Entries from a point annotation set:
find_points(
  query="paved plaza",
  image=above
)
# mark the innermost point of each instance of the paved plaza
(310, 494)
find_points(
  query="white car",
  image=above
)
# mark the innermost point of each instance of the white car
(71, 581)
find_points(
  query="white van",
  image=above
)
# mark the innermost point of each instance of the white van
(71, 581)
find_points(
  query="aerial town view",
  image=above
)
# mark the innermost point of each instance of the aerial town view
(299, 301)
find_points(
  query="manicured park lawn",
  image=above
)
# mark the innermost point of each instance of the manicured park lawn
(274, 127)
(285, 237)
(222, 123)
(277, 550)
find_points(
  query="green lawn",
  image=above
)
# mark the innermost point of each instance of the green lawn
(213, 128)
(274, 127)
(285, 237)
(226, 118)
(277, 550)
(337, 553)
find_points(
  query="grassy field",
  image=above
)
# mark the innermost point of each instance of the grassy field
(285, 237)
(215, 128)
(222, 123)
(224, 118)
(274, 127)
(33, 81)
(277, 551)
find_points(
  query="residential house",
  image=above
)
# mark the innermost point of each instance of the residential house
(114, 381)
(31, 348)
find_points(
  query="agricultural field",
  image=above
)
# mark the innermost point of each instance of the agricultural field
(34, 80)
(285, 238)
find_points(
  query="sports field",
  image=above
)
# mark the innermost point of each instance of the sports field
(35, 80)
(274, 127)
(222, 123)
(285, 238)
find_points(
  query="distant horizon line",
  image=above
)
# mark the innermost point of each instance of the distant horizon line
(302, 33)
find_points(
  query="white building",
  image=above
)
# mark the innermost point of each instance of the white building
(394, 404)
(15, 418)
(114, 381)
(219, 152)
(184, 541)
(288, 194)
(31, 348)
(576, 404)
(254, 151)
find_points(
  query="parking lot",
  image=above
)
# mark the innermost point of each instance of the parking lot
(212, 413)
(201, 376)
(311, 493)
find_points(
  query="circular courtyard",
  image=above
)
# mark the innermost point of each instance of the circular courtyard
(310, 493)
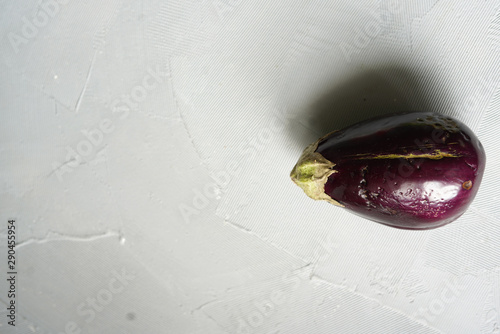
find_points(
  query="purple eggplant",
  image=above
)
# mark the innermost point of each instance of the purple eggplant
(416, 170)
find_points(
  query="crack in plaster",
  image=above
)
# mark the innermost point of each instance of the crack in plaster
(55, 236)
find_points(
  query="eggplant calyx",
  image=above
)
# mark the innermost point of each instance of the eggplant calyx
(311, 173)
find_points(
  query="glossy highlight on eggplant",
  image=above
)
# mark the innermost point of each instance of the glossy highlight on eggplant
(415, 170)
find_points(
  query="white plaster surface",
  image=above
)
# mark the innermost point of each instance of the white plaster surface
(146, 148)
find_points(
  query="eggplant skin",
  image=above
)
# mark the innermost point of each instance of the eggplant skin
(415, 170)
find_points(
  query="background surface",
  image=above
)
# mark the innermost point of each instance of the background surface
(146, 148)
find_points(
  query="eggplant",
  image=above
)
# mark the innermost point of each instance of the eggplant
(413, 170)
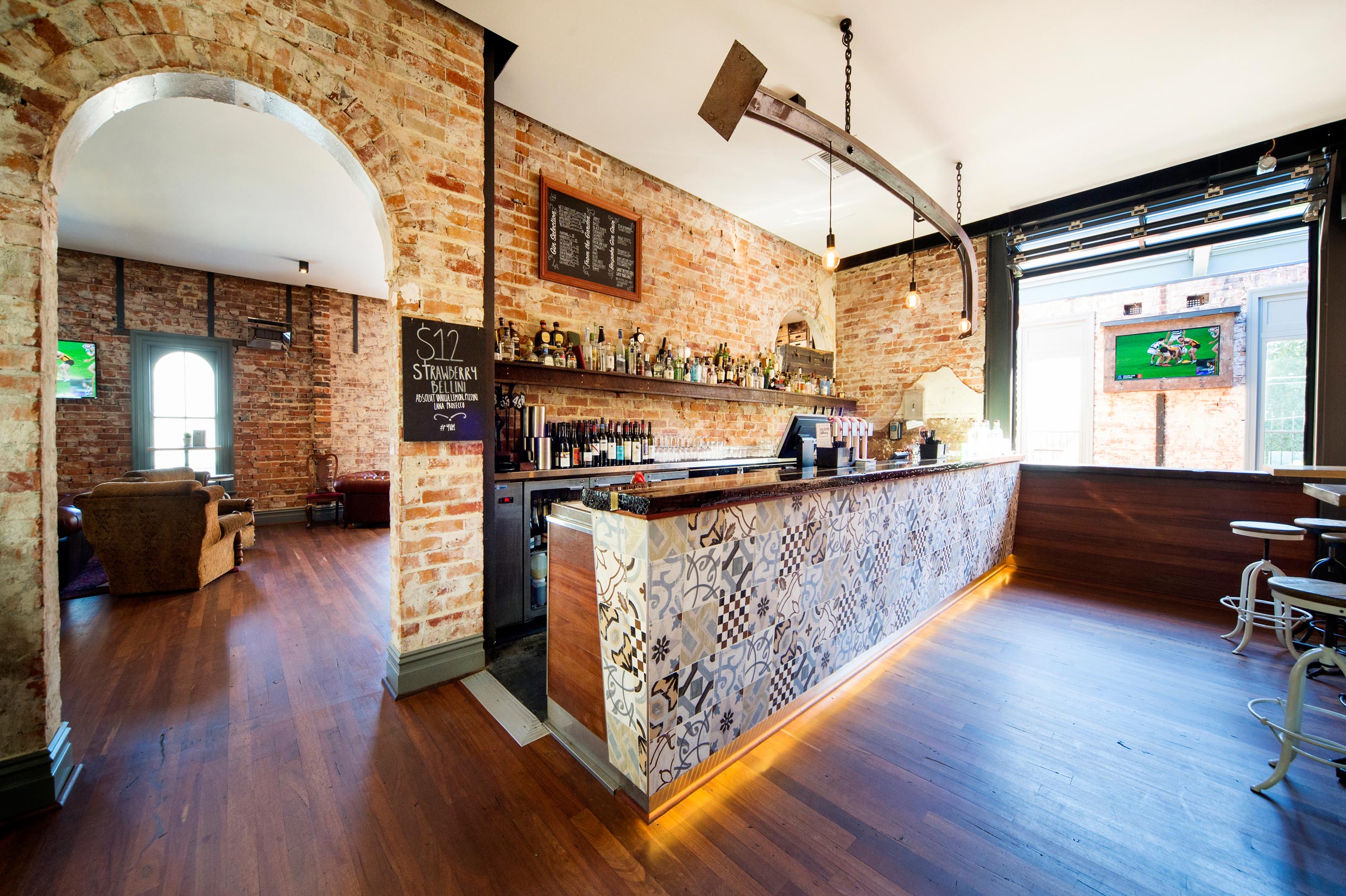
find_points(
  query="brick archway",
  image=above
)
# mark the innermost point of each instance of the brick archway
(400, 88)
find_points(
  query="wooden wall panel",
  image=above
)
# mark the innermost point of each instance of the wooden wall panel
(1159, 531)
(574, 666)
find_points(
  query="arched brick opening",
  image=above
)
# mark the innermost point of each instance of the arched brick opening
(427, 175)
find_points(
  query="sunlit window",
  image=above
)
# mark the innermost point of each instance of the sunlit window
(184, 399)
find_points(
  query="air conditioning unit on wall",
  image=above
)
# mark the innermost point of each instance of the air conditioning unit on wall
(268, 334)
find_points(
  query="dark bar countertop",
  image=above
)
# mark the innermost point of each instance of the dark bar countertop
(688, 495)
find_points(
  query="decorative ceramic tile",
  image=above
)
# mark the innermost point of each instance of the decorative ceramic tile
(664, 595)
(735, 618)
(698, 633)
(745, 662)
(766, 602)
(667, 539)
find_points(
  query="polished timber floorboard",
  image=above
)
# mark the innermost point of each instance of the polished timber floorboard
(1041, 737)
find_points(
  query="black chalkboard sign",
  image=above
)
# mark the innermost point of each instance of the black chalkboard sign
(589, 243)
(445, 397)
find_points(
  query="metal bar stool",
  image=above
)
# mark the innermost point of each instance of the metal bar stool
(1328, 568)
(1259, 613)
(1322, 599)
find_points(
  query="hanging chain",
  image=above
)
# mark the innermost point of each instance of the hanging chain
(846, 42)
(960, 193)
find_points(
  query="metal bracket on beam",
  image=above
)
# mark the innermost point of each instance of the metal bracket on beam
(738, 93)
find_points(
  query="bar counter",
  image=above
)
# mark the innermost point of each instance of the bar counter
(704, 614)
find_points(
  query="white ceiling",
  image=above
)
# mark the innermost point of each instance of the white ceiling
(1038, 100)
(217, 187)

# What you have to do
The records above are to be quoted exactly, with all pictures left out.

# Correct result
find_points(
  query="paved plaza",
  image=above
)
# mark the innermost point of each instance of the paved plaza
(310, 494)
find_points(
  query="white car",
  image=above
)
# mark the innermost point of each instance of the white car
(71, 581)
find_points(
  query="white van",
  image=above
)
# mark the innermost point of each instance of the white van
(71, 581)
find_points(
  query="aerial town view",
  image=above
)
# mark the innermost point of each instance of the aerial town view
(299, 301)
find_points(
  query="manicured park lawn",
  image=above
)
# mark the innermost point of each instance of the manicured park lawn
(274, 127)
(285, 237)
(222, 123)
(277, 550)
find_points(
  query="green lawn",
  image=above
)
# mark the innermost point of each instance of the green lawn
(213, 128)
(274, 127)
(285, 237)
(226, 118)
(277, 550)
(337, 553)
find_points(
  query="grassy field",
  image=above
)
# mark the innermost point of each instance of the grassy field
(285, 237)
(215, 128)
(222, 123)
(224, 118)
(274, 127)
(33, 81)
(277, 551)
find_points(
  query="residential house",
  image=above
)
# mark the innermost point of each instance of the residential house
(114, 381)
(31, 348)
find_points(
  query="agricultural field",
  image=above
)
# mark the innermost point of each instance of the agricultural field
(34, 80)
(285, 238)
find_points(
  query="sports field",
  image=above
)
# mark the innermost point of each instance of the sports field
(35, 80)
(274, 127)
(222, 123)
(285, 238)
find_points(
  query="distant horizon line",
  image=above
)
# mark the innermost point of each instance of the distant horizon line
(302, 33)
find_points(
  query="white building",
  image=above
)
# mark the innermost point of each instance of the white building
(394, 404)
(15, 418)
(114, 381)
(219, 152)
(184, 541)
(288, 194)
(31, 348)
(576, 404)
(254, 151)
find_points(
  query="parking lot",
  image=above
)
# mark the innermost point of each instance of the parking lot
(212, 413)
(201, 376)
(311, 493)
find_points(
  query="circular courtyard",
  image=above
)
# mark the innermost point of each instance of the circular courtyard
(310, 493)
find_points(
  query="purple eggplant",
  image=above
)
# mark the innermost point of each instance of the purple eggplant
(416, 170)
find_points(
  query="crack in plaster",
  image=above
)
# mark the innermost point of each instance of the crack in plaster
(55, 236)
find_points(
  query="eggplant calyx",
  image=above
)
# mark the innermost point of each instance of the eggplant calyx
(311, 173)
find_points(
  query="glossy highlight on eggplant",
  image=above
)
# mark the innermost point of each instance of the glossy highlight on eggplant
(415, 170)
find_points(
  query="white plaster surface",
  image=above
)
# mark the innermost point of each instance of the white plaster surface
(146, 148)
find_points(
  query="eggplant skin",
  image=above
)
# mark the innermost point of each instance of the eggplant skin
(415, 170)
find_points(
  query="background surface",
  image=above
)
# mark the innermost point of each instance of the background surface
(146, 148)
find_points(
  query="eggplant",
  image=above
)
# mark the innermost point of each instance of the eggplant
(413, 170)
find_points(
  query="brick archway",
  image=above
)
# mark the innermost point of each instance of the brick archway
(400, 88)
find_points(
  query="wooden wall panel",
  image=above
)
# mark the innermost point of each instance of the wooden wall panel
(1159, 531)
(574, 666)
find_points(
  query="arched brick opening",
  image=above
)
# mark the innermost point of each instance of the arched brick opening
(427, 175)
find_points(
  query="sunlit window",
  image=above
)
# mark the innermost point of each instance of the sunlit window
(184, 399)
find_points(
  query="air conditioning unit on wall",
  image=above
)
# mark the innermost point of each instance of the air conditioning unit on wall
(268, 334)
find_points(
  query="dark bar countertop",
  image=above
)
# mark the innermost point of each instance of the dark bar countertop
(688, 495)
find_points(
  query="decorative ceramic tile",
  image=above
)
# mark the innermost point of each instance of the decorative ceramic tile
(664, 595)
(735, 618)
(698, 633)
(745, 662)
(766, 602)
(667, 539)
find_points(
  query="polished timber floorboard",
  image=above
)
# mark the innermost point of each instance of the polished timber floorboard
(1041, 737)
find_points(
  query="black chalkboard sign",
  image=above
)
# mark the innermost point of each instance of the black chalkboard sign
(589, 243)
(445, 397)
find_points(
  query="metal bar stool",
  image=above
)
# mark the innermost point of each instance of the metal bar stool
(1328, 568)
(1259, 613)
(1322, 599)
find_points(
  query="hanging chain",
  image=above
)
# mark the innermost point of each instance of the hanging chain
(846, 42)
(960, 193)
find_points(
  query="metal bracket on beam",
  image=above
)
# mark the innermost point of each instance of the metal bracket on beam
(738, 93)
find_points(
  query="bar counter",
  image=above
)
# mark the innermost point of each instance of the bar counter
(704, 614)
find_points(
  query="white ceiling",
  image=above
)
# mark the innermost point of each instance of the white ceiling
(1038, 100)
(217, 187)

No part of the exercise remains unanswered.